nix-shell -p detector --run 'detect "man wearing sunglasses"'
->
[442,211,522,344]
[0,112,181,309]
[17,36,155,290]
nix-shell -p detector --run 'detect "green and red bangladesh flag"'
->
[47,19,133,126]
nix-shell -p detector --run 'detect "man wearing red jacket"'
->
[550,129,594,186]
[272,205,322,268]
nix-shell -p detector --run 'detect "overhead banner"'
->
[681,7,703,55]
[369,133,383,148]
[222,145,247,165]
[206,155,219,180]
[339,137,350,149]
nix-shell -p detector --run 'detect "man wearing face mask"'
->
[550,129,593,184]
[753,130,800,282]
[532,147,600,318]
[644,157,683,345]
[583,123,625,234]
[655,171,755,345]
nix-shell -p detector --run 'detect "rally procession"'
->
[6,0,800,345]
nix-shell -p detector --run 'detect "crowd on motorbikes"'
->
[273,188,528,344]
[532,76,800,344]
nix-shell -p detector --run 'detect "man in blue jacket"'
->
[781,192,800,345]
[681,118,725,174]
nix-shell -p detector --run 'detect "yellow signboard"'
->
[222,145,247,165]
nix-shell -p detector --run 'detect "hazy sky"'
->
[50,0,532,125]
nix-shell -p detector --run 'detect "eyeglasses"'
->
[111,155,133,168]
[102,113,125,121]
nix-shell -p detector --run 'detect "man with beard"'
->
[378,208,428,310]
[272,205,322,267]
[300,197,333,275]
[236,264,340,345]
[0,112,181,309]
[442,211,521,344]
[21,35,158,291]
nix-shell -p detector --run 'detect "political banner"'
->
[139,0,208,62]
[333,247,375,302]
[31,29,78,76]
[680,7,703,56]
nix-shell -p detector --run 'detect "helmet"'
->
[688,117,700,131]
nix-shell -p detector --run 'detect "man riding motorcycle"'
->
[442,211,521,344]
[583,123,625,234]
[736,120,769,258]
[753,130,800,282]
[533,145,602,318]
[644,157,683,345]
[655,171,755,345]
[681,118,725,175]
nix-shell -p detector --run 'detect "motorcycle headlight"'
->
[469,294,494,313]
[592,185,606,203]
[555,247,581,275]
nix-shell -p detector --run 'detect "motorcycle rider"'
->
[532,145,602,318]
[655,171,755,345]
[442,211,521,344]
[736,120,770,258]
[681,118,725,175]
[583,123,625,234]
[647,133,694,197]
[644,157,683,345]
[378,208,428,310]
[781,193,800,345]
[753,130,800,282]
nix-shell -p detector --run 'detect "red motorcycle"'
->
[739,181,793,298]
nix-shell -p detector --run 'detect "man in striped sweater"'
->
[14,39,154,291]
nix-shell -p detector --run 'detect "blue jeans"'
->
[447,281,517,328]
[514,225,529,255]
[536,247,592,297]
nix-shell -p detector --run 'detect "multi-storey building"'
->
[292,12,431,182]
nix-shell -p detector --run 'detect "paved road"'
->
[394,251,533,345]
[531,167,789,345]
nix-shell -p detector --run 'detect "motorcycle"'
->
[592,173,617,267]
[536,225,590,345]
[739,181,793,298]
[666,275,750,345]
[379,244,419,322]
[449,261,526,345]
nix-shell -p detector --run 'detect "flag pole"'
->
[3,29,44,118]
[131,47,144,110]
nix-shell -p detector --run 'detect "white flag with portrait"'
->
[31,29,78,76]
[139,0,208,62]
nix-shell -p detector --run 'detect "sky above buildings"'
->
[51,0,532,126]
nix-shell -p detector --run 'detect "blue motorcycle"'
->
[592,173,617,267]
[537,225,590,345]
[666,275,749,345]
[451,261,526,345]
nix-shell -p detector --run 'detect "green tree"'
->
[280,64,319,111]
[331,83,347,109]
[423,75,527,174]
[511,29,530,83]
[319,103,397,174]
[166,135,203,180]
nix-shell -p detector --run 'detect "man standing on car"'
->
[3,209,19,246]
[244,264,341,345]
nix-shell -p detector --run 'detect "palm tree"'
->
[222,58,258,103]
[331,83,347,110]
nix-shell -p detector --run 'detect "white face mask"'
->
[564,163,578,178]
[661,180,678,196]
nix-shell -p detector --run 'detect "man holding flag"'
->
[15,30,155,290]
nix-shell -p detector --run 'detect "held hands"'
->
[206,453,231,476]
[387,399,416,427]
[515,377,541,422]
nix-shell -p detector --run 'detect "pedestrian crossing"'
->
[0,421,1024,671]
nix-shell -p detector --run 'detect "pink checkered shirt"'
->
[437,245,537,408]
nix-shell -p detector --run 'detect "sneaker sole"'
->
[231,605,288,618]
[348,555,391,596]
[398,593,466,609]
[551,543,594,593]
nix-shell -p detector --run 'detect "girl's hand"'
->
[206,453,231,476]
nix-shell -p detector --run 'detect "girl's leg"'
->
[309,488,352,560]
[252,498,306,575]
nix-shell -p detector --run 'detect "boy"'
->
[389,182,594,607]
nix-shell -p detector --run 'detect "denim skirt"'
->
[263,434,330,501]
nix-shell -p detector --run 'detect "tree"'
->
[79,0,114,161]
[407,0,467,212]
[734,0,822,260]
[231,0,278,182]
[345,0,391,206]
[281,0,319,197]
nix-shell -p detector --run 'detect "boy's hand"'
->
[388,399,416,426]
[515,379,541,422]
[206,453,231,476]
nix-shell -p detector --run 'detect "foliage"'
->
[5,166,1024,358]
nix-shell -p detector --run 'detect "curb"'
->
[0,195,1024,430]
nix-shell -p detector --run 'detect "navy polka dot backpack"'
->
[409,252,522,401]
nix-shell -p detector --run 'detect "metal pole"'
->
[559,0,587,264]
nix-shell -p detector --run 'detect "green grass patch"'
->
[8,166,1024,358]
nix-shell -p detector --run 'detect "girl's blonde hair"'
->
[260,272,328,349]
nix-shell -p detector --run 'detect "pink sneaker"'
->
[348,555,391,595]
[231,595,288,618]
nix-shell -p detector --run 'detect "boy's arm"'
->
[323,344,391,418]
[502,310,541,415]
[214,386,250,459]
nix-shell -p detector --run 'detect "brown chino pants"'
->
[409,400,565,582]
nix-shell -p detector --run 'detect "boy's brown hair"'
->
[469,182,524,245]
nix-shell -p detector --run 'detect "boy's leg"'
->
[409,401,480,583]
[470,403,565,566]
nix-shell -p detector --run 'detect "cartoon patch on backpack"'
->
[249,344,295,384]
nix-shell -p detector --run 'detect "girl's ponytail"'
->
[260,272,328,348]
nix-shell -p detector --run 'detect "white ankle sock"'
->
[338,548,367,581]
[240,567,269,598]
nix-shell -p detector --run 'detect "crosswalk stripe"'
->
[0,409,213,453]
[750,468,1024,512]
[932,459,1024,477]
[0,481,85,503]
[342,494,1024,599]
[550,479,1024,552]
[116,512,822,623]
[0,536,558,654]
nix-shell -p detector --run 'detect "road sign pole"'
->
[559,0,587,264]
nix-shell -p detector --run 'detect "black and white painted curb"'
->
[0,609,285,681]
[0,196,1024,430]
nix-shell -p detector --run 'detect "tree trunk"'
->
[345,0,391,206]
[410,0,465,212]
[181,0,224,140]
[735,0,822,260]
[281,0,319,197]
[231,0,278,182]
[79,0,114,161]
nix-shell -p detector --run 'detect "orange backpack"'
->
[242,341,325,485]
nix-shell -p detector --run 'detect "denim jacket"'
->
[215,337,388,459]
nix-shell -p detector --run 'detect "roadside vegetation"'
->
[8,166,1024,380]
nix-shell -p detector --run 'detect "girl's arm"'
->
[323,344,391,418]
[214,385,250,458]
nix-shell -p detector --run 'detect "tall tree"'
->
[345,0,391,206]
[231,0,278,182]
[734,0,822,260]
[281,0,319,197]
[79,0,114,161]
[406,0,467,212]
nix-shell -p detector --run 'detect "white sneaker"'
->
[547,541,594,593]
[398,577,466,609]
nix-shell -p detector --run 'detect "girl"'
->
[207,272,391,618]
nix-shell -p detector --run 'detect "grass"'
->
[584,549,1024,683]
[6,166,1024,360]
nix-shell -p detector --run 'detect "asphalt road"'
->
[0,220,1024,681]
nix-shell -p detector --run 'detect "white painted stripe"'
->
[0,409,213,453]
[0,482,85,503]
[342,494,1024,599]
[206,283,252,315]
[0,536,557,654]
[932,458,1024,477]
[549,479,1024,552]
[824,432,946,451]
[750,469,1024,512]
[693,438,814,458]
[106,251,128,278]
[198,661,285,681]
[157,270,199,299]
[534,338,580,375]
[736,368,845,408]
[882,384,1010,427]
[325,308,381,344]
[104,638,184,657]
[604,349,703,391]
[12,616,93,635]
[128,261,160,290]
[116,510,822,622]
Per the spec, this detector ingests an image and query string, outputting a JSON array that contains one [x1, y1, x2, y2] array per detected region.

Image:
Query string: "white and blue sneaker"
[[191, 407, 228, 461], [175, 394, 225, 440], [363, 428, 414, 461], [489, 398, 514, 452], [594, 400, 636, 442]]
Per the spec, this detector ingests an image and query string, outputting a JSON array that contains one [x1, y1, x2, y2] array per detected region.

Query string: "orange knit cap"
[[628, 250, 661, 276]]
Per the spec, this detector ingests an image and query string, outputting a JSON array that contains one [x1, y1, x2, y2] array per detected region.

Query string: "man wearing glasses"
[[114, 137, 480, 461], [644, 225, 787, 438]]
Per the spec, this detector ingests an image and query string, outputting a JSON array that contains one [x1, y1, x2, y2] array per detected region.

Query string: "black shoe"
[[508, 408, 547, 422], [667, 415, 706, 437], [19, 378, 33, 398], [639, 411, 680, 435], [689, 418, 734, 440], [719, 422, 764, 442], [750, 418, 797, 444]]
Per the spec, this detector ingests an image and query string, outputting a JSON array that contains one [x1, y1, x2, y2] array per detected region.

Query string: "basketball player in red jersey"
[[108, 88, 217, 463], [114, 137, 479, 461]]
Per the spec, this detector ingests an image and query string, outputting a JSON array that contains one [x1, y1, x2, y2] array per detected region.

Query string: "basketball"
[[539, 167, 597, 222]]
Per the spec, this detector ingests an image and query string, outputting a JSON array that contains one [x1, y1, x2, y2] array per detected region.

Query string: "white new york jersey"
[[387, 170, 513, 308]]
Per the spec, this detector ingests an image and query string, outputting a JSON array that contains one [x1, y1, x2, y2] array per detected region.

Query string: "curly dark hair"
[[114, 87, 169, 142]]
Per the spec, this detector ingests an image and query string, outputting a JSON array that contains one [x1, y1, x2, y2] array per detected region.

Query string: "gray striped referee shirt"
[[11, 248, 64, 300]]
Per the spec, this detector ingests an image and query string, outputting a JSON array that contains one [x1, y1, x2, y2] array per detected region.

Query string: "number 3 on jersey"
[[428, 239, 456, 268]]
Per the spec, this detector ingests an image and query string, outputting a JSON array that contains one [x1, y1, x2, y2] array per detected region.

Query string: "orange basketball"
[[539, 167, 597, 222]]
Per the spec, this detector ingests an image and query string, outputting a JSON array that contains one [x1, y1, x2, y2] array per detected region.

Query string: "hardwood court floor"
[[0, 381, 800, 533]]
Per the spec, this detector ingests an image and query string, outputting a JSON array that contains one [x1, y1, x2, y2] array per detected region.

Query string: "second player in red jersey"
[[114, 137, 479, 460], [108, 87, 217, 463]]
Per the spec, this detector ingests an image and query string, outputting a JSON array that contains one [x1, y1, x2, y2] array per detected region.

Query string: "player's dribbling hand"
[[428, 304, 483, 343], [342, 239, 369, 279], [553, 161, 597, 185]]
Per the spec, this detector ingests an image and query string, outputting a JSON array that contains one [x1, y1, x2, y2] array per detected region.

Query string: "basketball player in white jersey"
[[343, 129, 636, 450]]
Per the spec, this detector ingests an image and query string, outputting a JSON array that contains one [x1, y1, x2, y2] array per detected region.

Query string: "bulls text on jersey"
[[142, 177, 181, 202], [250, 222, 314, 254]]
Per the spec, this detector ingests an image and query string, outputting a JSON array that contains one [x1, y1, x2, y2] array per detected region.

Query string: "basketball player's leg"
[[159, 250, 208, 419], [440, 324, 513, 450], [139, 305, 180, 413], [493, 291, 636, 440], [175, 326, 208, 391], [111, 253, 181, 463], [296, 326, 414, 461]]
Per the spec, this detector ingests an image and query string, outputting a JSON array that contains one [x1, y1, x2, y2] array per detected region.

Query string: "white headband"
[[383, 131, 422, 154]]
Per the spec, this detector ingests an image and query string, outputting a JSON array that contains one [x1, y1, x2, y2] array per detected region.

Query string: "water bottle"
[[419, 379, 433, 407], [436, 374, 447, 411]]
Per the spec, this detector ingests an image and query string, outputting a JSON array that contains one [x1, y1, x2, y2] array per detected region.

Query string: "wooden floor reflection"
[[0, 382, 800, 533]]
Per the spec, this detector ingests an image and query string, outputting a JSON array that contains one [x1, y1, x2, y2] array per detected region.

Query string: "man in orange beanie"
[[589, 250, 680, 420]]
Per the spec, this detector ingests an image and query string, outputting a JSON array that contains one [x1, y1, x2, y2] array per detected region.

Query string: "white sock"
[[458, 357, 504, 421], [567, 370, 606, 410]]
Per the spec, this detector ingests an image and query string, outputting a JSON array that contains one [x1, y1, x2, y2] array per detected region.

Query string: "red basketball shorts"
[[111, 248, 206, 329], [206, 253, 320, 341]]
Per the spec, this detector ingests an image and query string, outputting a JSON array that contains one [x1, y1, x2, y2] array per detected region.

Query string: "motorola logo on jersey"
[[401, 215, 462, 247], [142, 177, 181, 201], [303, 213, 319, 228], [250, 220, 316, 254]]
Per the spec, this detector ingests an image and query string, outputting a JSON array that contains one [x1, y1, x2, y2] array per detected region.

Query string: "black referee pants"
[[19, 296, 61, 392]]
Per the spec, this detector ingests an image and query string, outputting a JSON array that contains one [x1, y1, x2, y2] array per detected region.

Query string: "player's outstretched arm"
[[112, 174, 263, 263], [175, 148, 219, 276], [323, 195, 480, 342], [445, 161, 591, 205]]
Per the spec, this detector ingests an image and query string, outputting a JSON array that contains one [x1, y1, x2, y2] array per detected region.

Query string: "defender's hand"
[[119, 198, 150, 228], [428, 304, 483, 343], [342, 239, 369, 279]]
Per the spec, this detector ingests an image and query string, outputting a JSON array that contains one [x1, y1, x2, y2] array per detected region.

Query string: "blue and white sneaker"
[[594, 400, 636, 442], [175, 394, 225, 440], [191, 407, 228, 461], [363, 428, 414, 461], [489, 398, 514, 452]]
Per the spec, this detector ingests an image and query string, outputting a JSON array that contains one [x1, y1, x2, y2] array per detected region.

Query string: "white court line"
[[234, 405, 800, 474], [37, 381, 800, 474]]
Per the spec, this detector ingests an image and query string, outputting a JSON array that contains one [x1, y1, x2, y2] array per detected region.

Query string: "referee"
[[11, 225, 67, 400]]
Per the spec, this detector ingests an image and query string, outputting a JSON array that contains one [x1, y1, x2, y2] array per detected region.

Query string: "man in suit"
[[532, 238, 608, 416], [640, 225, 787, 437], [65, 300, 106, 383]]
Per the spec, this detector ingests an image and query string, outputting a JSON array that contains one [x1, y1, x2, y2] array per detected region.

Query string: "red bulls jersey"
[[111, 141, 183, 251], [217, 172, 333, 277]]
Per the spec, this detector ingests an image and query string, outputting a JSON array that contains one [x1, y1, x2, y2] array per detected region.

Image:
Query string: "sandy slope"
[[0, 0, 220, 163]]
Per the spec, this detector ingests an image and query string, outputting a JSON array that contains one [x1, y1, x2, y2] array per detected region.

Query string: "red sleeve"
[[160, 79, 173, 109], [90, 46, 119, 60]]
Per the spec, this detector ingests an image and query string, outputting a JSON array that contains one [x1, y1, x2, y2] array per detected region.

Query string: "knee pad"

::::

◆ **AIM OF THE TASK**:
Write out the rows word for word, from the first line through the line that contains "[532,76,800,344]", including both of those lines.

◆ **EXERCISE ANSWER**:
nix-shell -p detector --run 'detect "man wearing sunglasses"'
->
[442,211,522,344]
[0,112,181,309]
[17,36,155,290]
nix-shell -p detector --run 'detect "green and red bangladesh flag"'
->
[47,19,133,126]
nix-shell -p detector --run 'detect "man wearing red jacket"'
->
[550,129,594,186]
[272,205,322,268]
nix-shell -p detector --run 'detect "overhead banner"'
->
[681,7,703,55]
[369,133,383,148]
[222,145,247,165]
[206,155,219,180]
[339,137,350,149]
nix-shell -p detector --run 'detect "man wearing face mask"'
->
[550,129,593,184]
[753,130,800,282]
[532,147,600,318]
[644,157,683,345]
[583,123,625,234]
[655,171,755,345]
nix-shell -p detector --run 'detect "rally procession"'
->
[6,0,800,345]
nix-shell -p detector --run 'detect "crowd on motorbikes"'
->
[273,188,528,344]
[532,76,800,344]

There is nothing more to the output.